_Records shown_
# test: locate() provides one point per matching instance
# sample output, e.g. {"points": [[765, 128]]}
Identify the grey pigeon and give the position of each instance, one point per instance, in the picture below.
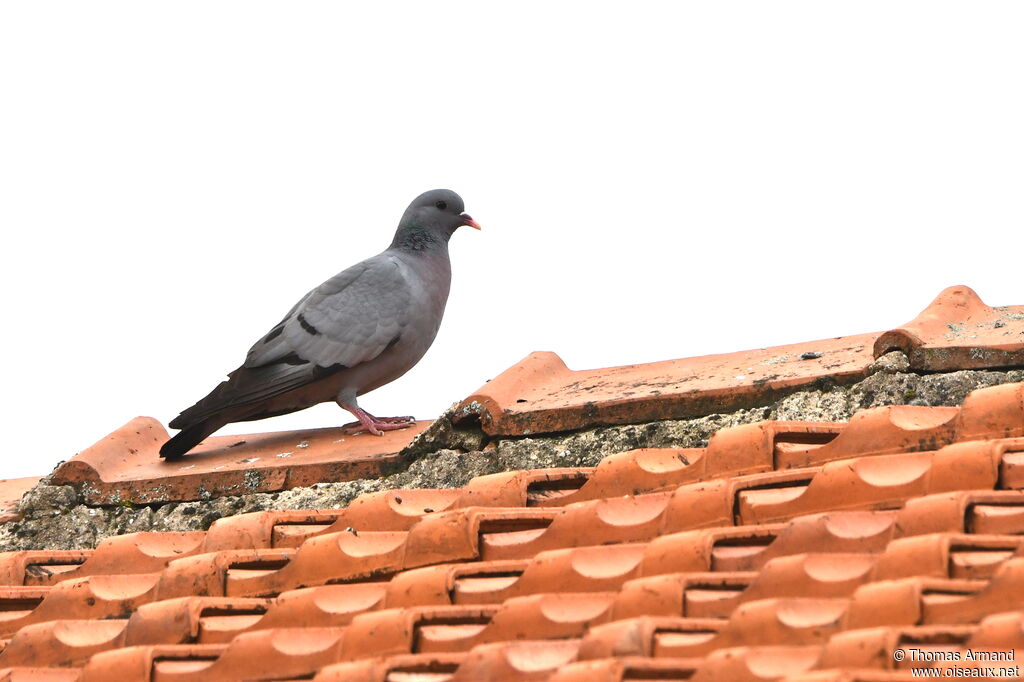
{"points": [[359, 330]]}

--

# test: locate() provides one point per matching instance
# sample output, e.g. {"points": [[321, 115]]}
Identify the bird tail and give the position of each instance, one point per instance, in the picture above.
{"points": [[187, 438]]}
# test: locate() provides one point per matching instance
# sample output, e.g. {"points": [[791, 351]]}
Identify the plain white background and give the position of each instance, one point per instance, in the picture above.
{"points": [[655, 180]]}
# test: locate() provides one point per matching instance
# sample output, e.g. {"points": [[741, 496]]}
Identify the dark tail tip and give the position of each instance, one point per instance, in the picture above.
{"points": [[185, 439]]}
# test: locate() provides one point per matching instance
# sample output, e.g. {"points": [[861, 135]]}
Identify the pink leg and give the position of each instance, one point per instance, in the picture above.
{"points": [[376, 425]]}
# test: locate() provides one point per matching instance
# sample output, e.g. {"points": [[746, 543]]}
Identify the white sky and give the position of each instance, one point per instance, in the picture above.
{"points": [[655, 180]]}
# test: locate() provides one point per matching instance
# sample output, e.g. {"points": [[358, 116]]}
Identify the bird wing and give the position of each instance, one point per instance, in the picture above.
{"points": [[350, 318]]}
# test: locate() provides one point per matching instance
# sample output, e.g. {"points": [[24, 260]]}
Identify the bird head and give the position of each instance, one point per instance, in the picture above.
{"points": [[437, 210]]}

_Action item_
The answer must be every line from the records above that contains "output".

_Your response_
# sample output, e.g. {"points": [[765, 128]]}
# sample output, e.g. {"points": [[321, 115]]}
# sample output, e.g. {"points": [[791, 351]]}
# sample output, e.g. {"points": [[741, 496]]}
# sample output, e.g. {"points": [[861, 135]]}
# sample output, e.g. {"points": [[746, 543]]}
# sample output, e.g. {"points": [[358, 116]]}
# sample output, e.g. {"points": [[24, 260]]}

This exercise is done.